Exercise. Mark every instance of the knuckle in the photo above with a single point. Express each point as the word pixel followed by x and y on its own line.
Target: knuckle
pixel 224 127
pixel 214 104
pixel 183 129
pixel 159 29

Work to complete: Please return the lines above word for word, leaving every one unchanged.

Output for this task:
Exercise. Mark every instance of the knuckle in the photo above with a single point. Express each point as the word pixel followed by x and y on its own line.
Target: knuckle
pixel 224 127
pixel 214 104
pixel 183 129
pixel 159 29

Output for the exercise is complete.